**EXERCISE AIM**
Write out the data below again with every "positive clicks" switched to "inside clicks" and nothing else changed. Leave the pictures out of your answer.

Saved entries:
+ + + + +
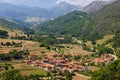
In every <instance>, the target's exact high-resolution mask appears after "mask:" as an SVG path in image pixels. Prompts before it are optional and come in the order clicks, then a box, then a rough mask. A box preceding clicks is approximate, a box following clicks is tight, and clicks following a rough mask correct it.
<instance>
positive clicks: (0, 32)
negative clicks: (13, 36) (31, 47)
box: [0, 29, 8, 38]
mask: <svg viewBox="0 0 120 80" xmlns="http://www.w3.org/2000/svg"><path fill="white" fill-rule="evenodd" d="M6 37H8V32H7V31H5V30H1V29H0V38H6Z"/></svg>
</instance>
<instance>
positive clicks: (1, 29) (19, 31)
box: [0, 26, 27, 36]
mask: <svg viewBox="0 0 120 80" xmlns="http://www.w3.org/2000/svg"><path fill="white" fill-rule="evenodd" d="M0 29H1V30H5V31H7V32H8V35H9V36H16V35H18V36H27V35H25V34H24V33H23V32H22V31H20V30H17V29H13V30H10V29H9V28H5V27H2V26H0Z"/></svg>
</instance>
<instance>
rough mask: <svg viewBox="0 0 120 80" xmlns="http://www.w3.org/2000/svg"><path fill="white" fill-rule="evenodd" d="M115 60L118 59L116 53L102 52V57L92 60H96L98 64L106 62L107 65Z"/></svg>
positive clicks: (97, 63)
mask: <svg viewBox="0 0 120 80" xmlns="http://www.w3.org/2000/svg"><path fill="white" fill-rule="evenodd" d="M114 60H116V57H115V56H114V55H111V54H102V55H101V56H100V58H95V59H94V60H93V61H92V62H94V63H95V64H96V65H97V64H101V63H104V64H105V65H107V64H109V63H110V62H112V61H114Z"/></svg>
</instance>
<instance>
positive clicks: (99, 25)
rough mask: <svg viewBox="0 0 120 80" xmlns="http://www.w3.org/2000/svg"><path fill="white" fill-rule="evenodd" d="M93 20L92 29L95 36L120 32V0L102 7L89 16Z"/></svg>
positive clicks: (92, 33) (111, 33)
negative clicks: (93, 21) (99, 10)
mask: <svg viewBox="0 0 120 80" xmlns="http://www.w3.org/2000/svg"><path fill="white" fill-rule="evenodd" d="M91 18H92V20H93V21H94V26H92V27H93V30H92V31H91V32H90V33H91V34H92V36H93V35H95V36H103V35H106V34H114V33H119V32H120V1H117V2H115V3H113V4H110V5H108V6H106V7H104V8H103V9H102V10H100V11H98V12H96V13H94V14H93V15H92V16H91ZM96 34H97V35H96Z"/></svg>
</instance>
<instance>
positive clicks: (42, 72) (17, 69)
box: [0, 60, 48, 76]
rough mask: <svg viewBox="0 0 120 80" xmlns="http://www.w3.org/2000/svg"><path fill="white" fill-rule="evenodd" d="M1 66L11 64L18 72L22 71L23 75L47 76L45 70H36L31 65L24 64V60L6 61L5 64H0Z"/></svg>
mask: <svg viewBox="0 0 120 80" xmlns="http://www.w3.org/2000/svg"><path fill="white" fill-rule="evenodd" d="M0 63H1V64H2V63H8V64H11V65H13V67H14V68H15V69H17V70H19V71H20V73H21V74H22V75H27V76H28V75H31V74H33V75H35V74H38V75H45V76H46V75H47V73H48V72H47V71H46V70H44V69H40V68H35V67H32V66H30V65H27V64H25V63H23V62H22V60H13V61H5V62H0Z"/></svg>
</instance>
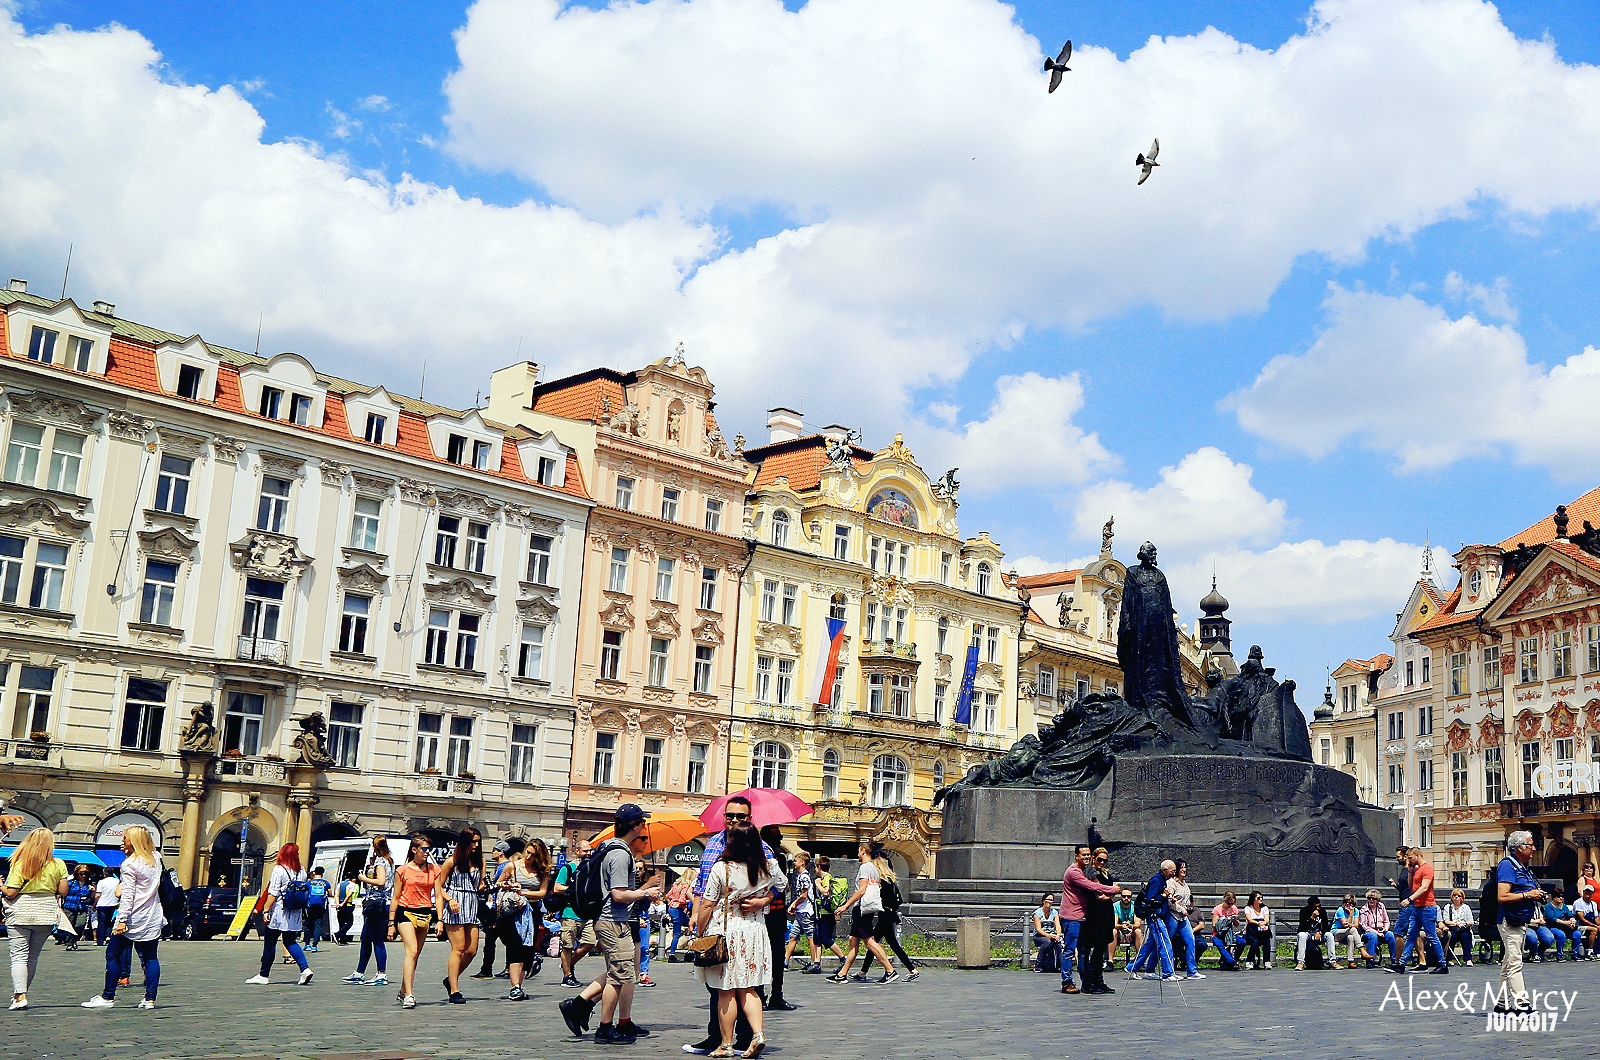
+ + + + +
**EXERCISE RESPONSE**
In every <instance>, the target's exact high-resolution mask appears after "mask:" as an SVG path in image pixels. Prompts before it are optional and come in the order clicks, then a box, then a rough mask. A box preceding clicks is approximate, a box following clicks is tight, and clicks following a rough mask correct it.
<instance>
inside clicks: (0, 32)
negative clicks: (13, 36) (31, 47)
box: [0, 29, 8, 38]
mask: <svg viewBox="0 0 120 80" xmlns="http://www.w3.org/2000/svg"><path fill="white" fill-rule="evenodd" d="M6 37H8V32H7V31H5V30H1V29H0V38H6Z"/></svg>
</instance>
<instance>
inside clicks: (1, 29) (19, 31)
box: [0, 26, 27, 36]
mask: <svg viewBox="0 0 120 80" xmlns="http://www.w3.org/2000/svg"><path fill="white" fill-rule="evenodd" d="M0 29H1V30H5V31H7V32H8V35H9V36H16V35H18V36H27V35H25V34H24V33H23V32H22V31H20V30H17V29H13V30H10V29H9V28H5V27H2V26H0Z"/></svg>
</instance>
<instance>
rough mask: <svg viewBox="0 0 120 80" xmlns="http://www.w3.org/2000/svg"><path fill="white" fill-rule="evenodd" d="M115 60L118 59L116 53L102 52V57L92 60H96L98 64L106 62L107 65Z"/></svg>
inside clicks: (97, 63)
mask: <svg viewBox="0 0 120 80" xmlns="http://www.w3.org/2000/svg"><path fill="white" fill-rule="evenodd" d="M114 60H116V57H115V56H114V55H111V54H102V55H101V56H100V58H95V59H94V60H93V61H92V62H94V63H95V64H96V65H97V64H101V63H104V64H105V65H107V64H109V63H110V62H112V61H114Z"/></svg>
</instance>
<instance>
inside clicks: (99, 25)
rough mask: <svg viewBox="0 0 120 80" xmlns="http://www.w3.org/2000/svg"><path fill="white" fill-rule="evenodd" d="M93 20L92 29L95 36L120 32V0L102 7L89 16Z"/></svg>
inside clicks: (92, 33) (111, 33)
negative clicks: (93, 21) (99, 10)
mask: <svg viewBox="0 0 120 80" xmlns="http://www.w3.org/2000/svg"><path fill="white" fill-rule="evenodd" d="M91 18H92V20H93V21H94V26H92V27H93V30H92V31H91V32H90V33H91V34H92V36H93V35H95V36H103V35H106V34H114V33H119V32H120V1H117V2H115V3H113V4H110V5H108V6H106V7H104V8H103V9H102V10H100V11H98V12H96V13H94V14H93V15H92V16H91ZM96 34H97V35H96Z"/></svg>
</instance>
<instance>
inside clicks: (42, 72) (17, 69)
box: [0, 60, 48, 76]
rough mask: <svg viewBox="0 0 120 80" xmlns="http://www.w3.org/2000/svg"><path fill="white" fill-rule="evenodd" d="M1 66L11 64L18 72L22 71L23 75L47 76L45 70H36L31 65L24 64V60L6 61L5 64H0Z"/></svg>
mask: <svg viewBox="0 0 120 80" xmlns="http://www.w3.org/2000/svg"><path fill="white" fill-rule="evenodd" d="M0 63H1V64H2V63H8V64H11V65H13V67H14V68H15V69H17V70H19V71H20V73H21V74H22V75H27V76H28V75H31V74H33V75H35V74H38V75H45V76H46V75H47V73H48V72H47V71H46V70H44V69H40V68H35V67H32V66H30V65H27V64H25V63H23V62H22V60H13V61H5V62H0Z"/></svg>
</instance>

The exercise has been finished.